Each record is to be printed again precisely as it reads.

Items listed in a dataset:
━━━━━━━━━━━━━━━━━━━━━━━━━━━━━━
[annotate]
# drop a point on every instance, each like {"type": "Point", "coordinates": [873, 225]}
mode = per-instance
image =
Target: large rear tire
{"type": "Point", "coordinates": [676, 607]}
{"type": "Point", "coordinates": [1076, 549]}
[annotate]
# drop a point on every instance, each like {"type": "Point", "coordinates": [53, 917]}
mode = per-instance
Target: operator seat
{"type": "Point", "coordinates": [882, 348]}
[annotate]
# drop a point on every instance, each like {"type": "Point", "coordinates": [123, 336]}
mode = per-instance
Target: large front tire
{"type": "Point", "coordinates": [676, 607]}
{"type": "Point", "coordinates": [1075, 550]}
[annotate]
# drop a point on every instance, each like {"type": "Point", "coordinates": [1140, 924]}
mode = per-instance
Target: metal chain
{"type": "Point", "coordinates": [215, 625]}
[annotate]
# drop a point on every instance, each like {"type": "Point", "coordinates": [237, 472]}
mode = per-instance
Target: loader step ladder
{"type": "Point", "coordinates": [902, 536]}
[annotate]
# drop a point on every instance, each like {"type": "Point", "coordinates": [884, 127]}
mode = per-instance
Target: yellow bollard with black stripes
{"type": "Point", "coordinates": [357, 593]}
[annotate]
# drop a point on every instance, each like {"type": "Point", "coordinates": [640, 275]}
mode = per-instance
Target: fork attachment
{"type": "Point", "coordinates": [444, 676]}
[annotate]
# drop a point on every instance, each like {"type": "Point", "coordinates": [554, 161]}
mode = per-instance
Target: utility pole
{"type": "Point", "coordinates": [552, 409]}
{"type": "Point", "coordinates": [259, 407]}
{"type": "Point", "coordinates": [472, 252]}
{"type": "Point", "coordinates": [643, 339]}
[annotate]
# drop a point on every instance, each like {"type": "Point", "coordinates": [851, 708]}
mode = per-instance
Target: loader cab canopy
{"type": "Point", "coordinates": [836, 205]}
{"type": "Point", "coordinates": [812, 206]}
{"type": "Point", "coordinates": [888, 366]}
━━━━━━━━━━━━━━━━━━━━━━━━━━━━━━
[Answer for this exercise]:
[annotate]
# drop a point on every instance, each like {"type": "Point", "coordinates": [873, 225]}
mode = per-instance
image =
Target: large rear tire
{"type": "Point", "coordinates": [676, 607]}
{"type": "Point", "coordinates": [1076, 549]}
[annotate]
# drop a point on every instance, each like {"type": "Point", "coordinates": [53, 917]}
mode = per-instance
Target: operator seat
{"type": "Point", "coordinates": [882, 348]}
[annotate]
# drop a point on every instance, each like {"type": "Point", "coordinates": [123, 336]}
mode = per-instance
Target: large front tire
{"type": "Point", "coordinates": [676, 607]}
{"type": "Point", "coordinates": [1075, 550]}
[annotate]
# drop a point on every instance, each like {"type": "Point", "coordinates": [1140, 924]}
mode = per-instance
Target: metal chain
{"type": "Point", "coordinates": [215, 625]}
[annotate]
# drop a point on every instance, each like {"type": "Point", "coordinates": [237, 472]}
mode = per-instance
Target: loader step ladder
{"type": "Point", "coordinates": [902, 536]}
[annotate]
# drop a point on every instance, each like {"type": "Point", "coordinates": [884, 127]}
mode = per-instance
Target: yellow bollard with black stripes
{"type": "Point", "coordinates": [357, 593]}
[annotate]
# drop a point on every instance, each like {"type": "Point", "coordinates": [640, 275]}
mode = per-instance
Target: fork attachment
{"type": "Point", "coordinates": [444, 676]}
[annotate]
# drop a point on every instance, each like {"type": "Point", "coordinates": [554, 161]}
mode = per-instance
Target: utility pole
{"type": "Point", "coordinates": [552, 409]}
{"type": "Point", "coordinates": [259, 407]}
{"type": "Point", "coordinates": [472, 252]}
{"type": "Point", "coordinates": [643, 339]}
[annotate]
# drop a point on every instance, each like {"type": "Point", "coordinates": [851, 708]}
mode = per-instance
Target: loader cab canopy
{"type": "Point", "coordinates": [836, 205]}
{"type": "Point", "coordinates": [812, 206]}
{"type": "Point", "coordinates": [888, 366]}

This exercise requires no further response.